═══ DOCUMENT TEXT ═══

Question

The correct order of the spin only magnetic moment of metal ions in the following low spin complexes, $\left[V\right(CN{)}_6{]}^{4-}$ , $\left[Fe\right(CN{)}_6{]}^{4-}$, $\left[Ru\right(N{H}_3{)}_6{]}^{3+}$ and $\left[Cr\right(N{H}_3{)}_6{]}^{2+}$ is:

• A. $C{r}^{2+}>R{u}^{3+}>F{e}^{2+}>V^{2+}$
• B. $V^{2+}>C{r}^{2+}>R{u}^{3+}>F{e}^{2+}$
• C. $C{r}^{2+}>V^{2+}>R{u}^{3+}>F{e}^{2+}$
• D. $V^{2+}>R{u}^{3+}>C{r}^{2+}>F{e}^{2+}$

Answer 1

The correct option is B $V^{2+}>C{r}^{2+}>R{u}^{3+}>F{e}^{2+}$

We know, spin only magnetic moment is directly proportional to the number of unpaired electrons present.
Both $C{N}^{-}andN{H}_3$ are strong field ligands, so a low spin complex will be obtained.
The electronic configuration of $V^{2+},F{e}^{2+},R{u}^{3+}$ and $C{r}^{2+}$ are $t_{2g}^3{e}_g^0,t_{2g}^6{e}_g^0,t_{2g}^5{e}_g^{0}and{t}_{2g}^4{e}_g^0$ respectively. So number of unpaired electrons present in $V^{2+},F{e}^{2+},R{u}^{3+}andC{r}^{2+}$ are 3, 0, 1 and 2 respectively. So the correct order of the spin only magnetic moment of metal ions is
$V^{2+}>C{r}^{2+}>R{u}^{3+}>F{e}^{2+}$

═══ DATASET RECORDS ═══

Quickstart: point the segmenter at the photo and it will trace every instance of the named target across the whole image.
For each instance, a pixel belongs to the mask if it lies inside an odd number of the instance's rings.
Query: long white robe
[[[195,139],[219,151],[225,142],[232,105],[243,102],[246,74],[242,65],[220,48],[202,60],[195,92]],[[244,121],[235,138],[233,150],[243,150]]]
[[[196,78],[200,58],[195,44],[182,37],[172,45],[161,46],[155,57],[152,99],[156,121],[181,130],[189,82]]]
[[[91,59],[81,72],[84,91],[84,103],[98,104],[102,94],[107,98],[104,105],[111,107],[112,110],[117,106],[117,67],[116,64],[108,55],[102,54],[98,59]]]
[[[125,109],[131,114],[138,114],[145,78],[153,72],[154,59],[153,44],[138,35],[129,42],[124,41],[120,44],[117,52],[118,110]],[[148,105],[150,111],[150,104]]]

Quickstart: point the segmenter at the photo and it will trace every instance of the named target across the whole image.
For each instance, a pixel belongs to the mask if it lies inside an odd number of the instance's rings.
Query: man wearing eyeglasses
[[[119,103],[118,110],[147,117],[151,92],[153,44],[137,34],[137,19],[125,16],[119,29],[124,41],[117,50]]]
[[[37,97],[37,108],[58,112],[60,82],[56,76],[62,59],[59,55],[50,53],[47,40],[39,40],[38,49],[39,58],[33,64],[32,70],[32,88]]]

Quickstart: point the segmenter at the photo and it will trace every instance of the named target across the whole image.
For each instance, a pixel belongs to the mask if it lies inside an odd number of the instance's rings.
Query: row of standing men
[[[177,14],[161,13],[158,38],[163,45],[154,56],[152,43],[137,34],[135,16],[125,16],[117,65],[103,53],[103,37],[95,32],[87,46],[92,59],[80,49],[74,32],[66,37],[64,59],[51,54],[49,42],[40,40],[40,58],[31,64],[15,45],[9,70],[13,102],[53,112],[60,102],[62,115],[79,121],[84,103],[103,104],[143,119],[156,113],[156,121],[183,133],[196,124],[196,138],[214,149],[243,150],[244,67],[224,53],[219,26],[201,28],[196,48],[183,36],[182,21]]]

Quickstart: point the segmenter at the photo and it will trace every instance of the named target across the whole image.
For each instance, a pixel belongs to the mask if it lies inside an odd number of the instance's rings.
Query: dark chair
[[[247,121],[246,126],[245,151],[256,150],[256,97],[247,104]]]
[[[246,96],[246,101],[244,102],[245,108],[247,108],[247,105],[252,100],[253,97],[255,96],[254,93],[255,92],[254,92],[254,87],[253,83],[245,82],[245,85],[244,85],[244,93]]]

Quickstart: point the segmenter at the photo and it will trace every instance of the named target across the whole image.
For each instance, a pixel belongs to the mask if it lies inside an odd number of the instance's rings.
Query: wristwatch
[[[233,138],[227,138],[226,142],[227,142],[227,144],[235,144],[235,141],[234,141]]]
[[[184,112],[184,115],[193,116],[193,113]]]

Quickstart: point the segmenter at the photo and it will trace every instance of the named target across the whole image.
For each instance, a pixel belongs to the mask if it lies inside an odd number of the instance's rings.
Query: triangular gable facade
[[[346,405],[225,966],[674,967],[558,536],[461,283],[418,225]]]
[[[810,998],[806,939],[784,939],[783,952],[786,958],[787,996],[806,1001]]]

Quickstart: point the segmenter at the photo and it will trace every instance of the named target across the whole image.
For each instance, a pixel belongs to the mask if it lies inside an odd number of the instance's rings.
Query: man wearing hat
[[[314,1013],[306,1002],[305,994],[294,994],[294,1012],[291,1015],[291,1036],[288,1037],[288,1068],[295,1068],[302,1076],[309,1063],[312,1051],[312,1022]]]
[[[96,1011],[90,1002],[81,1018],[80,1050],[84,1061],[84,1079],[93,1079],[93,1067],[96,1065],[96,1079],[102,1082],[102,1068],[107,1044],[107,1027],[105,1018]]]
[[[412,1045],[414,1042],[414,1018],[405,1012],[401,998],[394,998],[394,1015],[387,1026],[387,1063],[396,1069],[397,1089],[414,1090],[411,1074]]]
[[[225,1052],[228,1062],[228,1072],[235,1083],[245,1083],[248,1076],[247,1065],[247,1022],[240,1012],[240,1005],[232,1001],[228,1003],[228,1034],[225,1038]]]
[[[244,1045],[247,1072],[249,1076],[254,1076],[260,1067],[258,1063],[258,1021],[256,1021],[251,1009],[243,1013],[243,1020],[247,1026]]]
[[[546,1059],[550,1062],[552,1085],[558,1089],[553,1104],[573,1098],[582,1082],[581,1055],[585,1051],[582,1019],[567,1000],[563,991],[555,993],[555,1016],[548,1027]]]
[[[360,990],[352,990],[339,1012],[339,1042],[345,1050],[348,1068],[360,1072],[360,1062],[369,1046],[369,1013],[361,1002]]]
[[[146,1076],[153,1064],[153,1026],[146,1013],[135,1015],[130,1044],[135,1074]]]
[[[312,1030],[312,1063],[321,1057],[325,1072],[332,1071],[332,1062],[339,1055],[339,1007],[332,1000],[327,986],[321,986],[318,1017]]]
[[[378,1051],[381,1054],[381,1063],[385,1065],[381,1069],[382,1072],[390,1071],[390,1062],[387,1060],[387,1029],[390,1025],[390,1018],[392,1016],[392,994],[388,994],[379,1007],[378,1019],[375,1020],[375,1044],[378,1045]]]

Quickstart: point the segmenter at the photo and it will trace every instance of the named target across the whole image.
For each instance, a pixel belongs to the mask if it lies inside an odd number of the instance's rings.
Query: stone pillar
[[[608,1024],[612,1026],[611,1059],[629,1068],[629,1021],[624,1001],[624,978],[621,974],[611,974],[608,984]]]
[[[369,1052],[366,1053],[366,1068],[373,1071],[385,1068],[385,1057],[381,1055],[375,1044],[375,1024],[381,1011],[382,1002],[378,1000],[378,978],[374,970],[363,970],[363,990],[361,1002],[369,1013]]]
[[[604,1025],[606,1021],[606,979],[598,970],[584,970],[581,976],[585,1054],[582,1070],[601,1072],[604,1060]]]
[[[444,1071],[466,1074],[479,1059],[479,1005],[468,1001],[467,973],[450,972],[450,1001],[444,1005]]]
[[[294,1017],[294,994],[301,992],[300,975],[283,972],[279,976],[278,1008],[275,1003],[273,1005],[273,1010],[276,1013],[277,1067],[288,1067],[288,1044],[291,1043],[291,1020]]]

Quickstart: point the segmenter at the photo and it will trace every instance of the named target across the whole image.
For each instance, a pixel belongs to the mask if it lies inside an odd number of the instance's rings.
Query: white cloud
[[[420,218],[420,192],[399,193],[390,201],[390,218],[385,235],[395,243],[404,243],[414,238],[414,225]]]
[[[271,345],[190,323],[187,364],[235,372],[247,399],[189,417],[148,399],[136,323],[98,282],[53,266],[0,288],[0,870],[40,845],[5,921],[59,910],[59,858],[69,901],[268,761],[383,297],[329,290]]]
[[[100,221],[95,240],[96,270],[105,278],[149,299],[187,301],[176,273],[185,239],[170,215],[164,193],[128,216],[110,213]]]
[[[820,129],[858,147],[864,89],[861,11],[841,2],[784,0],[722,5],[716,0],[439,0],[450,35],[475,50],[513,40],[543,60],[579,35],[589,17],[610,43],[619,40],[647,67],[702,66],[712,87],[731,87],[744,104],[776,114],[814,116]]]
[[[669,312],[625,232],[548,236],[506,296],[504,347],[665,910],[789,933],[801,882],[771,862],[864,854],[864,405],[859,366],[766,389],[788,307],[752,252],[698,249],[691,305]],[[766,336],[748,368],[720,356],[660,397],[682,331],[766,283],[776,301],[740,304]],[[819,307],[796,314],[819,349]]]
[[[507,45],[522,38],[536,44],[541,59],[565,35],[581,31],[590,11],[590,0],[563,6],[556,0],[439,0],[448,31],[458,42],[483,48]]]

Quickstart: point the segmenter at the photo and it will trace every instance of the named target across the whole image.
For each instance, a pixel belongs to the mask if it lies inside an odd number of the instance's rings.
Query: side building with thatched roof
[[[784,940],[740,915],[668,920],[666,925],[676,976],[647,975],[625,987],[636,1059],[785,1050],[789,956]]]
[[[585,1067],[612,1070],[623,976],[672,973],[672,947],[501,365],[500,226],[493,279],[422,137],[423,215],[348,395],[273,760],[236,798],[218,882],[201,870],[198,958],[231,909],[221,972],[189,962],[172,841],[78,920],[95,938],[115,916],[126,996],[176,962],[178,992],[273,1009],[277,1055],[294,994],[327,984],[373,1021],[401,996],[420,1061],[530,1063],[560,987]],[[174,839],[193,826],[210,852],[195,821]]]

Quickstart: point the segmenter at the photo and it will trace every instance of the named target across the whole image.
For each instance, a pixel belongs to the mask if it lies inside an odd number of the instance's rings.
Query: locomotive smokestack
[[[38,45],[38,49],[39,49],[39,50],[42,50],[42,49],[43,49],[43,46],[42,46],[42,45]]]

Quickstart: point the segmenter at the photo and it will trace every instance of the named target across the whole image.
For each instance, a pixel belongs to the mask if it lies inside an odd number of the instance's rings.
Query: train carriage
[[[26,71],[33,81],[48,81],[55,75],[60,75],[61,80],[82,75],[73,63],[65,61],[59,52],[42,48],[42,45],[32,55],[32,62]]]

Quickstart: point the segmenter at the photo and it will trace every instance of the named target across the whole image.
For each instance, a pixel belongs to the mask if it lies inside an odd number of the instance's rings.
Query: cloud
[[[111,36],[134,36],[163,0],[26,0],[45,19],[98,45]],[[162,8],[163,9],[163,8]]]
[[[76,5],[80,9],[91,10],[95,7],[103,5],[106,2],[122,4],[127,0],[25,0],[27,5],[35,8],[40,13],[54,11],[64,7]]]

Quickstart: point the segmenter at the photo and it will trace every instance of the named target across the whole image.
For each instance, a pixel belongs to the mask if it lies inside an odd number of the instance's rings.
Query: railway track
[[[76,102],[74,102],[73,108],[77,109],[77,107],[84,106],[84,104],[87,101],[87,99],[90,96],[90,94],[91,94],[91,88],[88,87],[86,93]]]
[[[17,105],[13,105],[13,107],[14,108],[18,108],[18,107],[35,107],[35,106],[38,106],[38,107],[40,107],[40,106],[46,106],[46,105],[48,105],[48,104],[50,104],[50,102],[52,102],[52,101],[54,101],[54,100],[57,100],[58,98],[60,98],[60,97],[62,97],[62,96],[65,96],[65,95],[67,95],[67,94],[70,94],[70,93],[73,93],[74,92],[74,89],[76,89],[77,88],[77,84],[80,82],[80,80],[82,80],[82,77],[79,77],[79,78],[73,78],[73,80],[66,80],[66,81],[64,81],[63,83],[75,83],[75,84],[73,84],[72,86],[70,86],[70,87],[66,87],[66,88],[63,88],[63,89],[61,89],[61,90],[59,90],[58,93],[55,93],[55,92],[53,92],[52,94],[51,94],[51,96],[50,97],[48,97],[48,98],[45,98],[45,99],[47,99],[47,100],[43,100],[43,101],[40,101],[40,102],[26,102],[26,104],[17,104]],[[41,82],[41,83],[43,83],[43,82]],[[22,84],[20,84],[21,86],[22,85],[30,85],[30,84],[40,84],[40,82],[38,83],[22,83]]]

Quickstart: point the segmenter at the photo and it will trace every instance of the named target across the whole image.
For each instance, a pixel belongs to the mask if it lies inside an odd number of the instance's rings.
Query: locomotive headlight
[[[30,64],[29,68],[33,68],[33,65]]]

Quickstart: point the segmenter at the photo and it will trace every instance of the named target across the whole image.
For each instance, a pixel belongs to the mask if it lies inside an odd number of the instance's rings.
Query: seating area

═══

## THINGS TO DO:
**A)** In one to three sentences, explain why the magnetic moment answer ranks V²⁺ highest of the four metal ions.
**B)** According to the magnetic moment answer, why will a low spin complex be obtained?

## CORRECT ANSWERS:
**A)** Spin-only magnetic moment is directly proportional to the number of unpaired electrons. In these low spin complexes, V²⁺ has the configuration t2g³eg⁰ and so has 3 unpaired electrons. That is more than Cr²⁺ (2), Ru³⁺ (1) or Fe²⁺ (0).

**B)** Both CN⁻ and NH₃ are strong field ligands.